- **Aim**
Reproduce the material below word for word, leaving out the pictures.

━━━ Records supplied

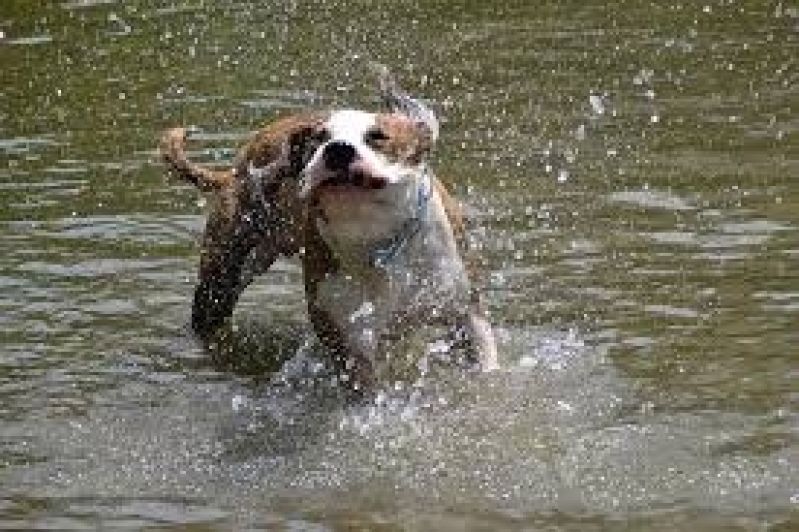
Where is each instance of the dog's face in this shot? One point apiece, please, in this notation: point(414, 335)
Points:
point(357, 152)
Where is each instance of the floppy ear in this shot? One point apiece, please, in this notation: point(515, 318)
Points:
point(281, 147)
point(399, 101)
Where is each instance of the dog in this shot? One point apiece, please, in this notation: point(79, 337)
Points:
point(381, 240)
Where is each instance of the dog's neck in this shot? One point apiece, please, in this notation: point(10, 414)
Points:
point(377, 242)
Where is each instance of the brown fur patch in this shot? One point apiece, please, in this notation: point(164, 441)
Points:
point(405, 140)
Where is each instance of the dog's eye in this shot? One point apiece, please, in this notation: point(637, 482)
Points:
point(375, 136)
point(320, 136)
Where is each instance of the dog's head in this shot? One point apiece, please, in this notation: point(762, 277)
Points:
point(369, 151)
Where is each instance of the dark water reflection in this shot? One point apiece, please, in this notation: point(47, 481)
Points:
point(633, 168)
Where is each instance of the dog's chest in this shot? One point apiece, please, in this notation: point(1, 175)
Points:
point(422, 286)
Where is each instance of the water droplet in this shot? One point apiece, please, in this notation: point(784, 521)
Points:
point(597, 104)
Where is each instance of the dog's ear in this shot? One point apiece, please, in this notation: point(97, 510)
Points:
point(399, 101)
point(285, 144)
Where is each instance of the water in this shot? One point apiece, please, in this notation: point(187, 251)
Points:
point(633, 170)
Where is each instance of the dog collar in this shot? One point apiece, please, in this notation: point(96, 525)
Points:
point(387, 250)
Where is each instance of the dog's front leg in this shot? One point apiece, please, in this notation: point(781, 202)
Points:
point(227, 244)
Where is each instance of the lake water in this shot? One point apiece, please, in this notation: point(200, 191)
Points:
point(634, 172)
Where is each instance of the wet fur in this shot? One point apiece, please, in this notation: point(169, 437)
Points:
point(257, 214)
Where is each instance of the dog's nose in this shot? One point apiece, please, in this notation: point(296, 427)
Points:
point(339, 155)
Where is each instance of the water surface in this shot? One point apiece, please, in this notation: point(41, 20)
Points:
point(632, 169)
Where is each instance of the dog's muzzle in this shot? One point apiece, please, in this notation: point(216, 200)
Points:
point(338, 156)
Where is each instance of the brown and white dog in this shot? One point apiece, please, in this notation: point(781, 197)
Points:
point(379, 236)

━━━━━━

- **Complete answer**
Where is each instance of the dog's face in this shot? One point apiece, please, in this notation: point(414, 335)
Points:
point(357, 152)
Where is each instance of the floppy ear in this shot? One point apiece, please, in this notation: point(515, 318)
Points:
point(281, 147)
point(399, 101)
Where is each instance of the dog in this shot? One point apiece, please, in this notation: point(79, 337)
Points:
point(381, 240)
Where is each instance of the dog's neck in this shot? One point apiece, please, in this notation: point(10, 414)
Points:
point(377, 242)
Where is each instance of the brown fur patch in this shot? One point apiece, please, in this notation: point(164, 441)
Points:
point(405, 140)
Where is each instance of the dog's eye in this shot? One point apiece, please, in this notation: point(637, 482)
Points:
point(375, 136)
point(320, 136)
Where is each instance of the dog's head in this shot? One point apiece, please, in this notation: point(762, 277)
Points:
point(369, 151)
Where is each instance of the dark water reflection in this shot? One point apiece, please, in this notation: point(47, 481)
Points:
point(633, 168)
Where is each instance of the dog's chest in this shot? One point apiece, please, in this notation: point(1, 175)
Points:
point(422, 286)
Where is each instance of the water droplet in this shot? One point apiece, please, in this notation: point(784, 521)
Points:
point(597, 104)
Where is each instance of the dog's ear in this shot? One point apiece, please, in this notation: point(97, 510)
Points:
point(399, 101)
point(285, 144)
Where is each instance of the water in this shot? One point apiece, please, in this notation: point(187, 251)
Points:
point(633, 170)
Where is each instance of the dog collar in this shot? One point apiece, please, in this notation: point(96, 525)
Points:
point(387, 250)
Where is each instance of the dog's front leg in this shot? One point apiece, please, in this notation: point(781, 202)
Points:
point(227, 244)
Where is each instance of the lake water in this shot? One point apiece, please, in this notation: point(200, 191)
Points:
point(634, 172)
Where is each instance of the wet fur in this shot? One point apiece, please, in this notation: point(169, 437)
Points:
point(257, 214)
Where is each instance of the dog's nose in this shot? One point apiece, please, in this notation: point(296, 427)
Points:
point(339, 155)
Where is each instance of the water surface in this shot? One point apiece, please, in this notation: point(41, 20)
Points:
point(632, 169)
Where is each instance of the dog's muzzle in this shot? One point apiece, please, in this notation: point(216, 200)
Points:
point(338, 156)
Where is each instance of the brown and white dog in this shot? One point apiece, please, in this notation: point(781, 197)
Points:
point(379, 236)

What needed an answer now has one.